Records contained in a dataset
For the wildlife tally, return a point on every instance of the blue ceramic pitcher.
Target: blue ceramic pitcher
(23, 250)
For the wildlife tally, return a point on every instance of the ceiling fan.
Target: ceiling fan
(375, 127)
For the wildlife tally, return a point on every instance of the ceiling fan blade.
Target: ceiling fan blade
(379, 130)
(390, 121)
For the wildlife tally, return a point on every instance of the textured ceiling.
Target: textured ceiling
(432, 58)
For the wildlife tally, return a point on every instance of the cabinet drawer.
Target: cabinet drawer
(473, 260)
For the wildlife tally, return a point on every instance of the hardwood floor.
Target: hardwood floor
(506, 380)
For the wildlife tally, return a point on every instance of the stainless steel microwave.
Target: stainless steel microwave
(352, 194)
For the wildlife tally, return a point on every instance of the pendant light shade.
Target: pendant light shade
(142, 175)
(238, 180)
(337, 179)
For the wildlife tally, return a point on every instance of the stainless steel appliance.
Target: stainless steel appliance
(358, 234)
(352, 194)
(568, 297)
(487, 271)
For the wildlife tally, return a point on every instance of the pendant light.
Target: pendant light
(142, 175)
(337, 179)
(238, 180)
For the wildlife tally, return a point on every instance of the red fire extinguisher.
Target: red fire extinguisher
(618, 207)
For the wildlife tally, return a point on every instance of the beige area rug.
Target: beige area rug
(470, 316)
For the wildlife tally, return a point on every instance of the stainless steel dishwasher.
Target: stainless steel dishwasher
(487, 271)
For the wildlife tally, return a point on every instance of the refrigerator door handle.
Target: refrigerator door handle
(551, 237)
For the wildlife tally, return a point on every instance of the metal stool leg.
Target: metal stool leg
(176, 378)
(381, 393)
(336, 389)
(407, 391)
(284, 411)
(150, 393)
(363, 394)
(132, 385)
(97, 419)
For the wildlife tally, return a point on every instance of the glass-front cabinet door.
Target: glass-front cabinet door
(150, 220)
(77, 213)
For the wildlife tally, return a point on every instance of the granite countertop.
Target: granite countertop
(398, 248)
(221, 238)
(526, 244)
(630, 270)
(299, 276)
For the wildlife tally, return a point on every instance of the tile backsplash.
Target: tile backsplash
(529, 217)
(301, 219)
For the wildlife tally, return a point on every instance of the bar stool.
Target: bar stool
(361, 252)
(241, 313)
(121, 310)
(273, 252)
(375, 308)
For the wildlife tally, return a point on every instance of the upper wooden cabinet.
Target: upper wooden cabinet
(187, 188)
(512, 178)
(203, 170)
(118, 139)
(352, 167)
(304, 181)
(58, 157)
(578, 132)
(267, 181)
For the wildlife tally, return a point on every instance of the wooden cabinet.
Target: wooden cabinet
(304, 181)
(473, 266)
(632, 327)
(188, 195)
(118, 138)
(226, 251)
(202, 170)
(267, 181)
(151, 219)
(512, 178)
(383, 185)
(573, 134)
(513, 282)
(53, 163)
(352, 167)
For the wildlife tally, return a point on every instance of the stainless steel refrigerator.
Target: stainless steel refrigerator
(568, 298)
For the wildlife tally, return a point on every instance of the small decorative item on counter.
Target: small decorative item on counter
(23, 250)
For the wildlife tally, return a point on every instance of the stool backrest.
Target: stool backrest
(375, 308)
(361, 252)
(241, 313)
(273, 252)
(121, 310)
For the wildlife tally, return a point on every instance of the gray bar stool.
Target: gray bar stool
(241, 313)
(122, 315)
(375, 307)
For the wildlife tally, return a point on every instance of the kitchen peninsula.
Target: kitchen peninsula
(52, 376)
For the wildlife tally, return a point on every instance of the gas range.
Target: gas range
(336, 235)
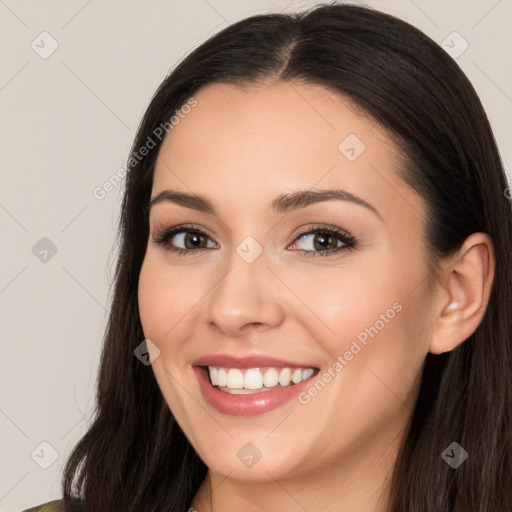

- _Instructions to follow_
The answer is the run of lines above from the line containing "Target: stainless steel dishwasher" through the line containing "metal stool leg.", copied exactly and alone.

- _Your solution_
Target: stainless steel dishwasher
(487, 271)
For the wildlife tally, return a point on every instance of the refrigerator door handle.
Target: refrigerator door handle
(551, 237)
For the wildlife tally, return a point on every instance of the metal stool leg.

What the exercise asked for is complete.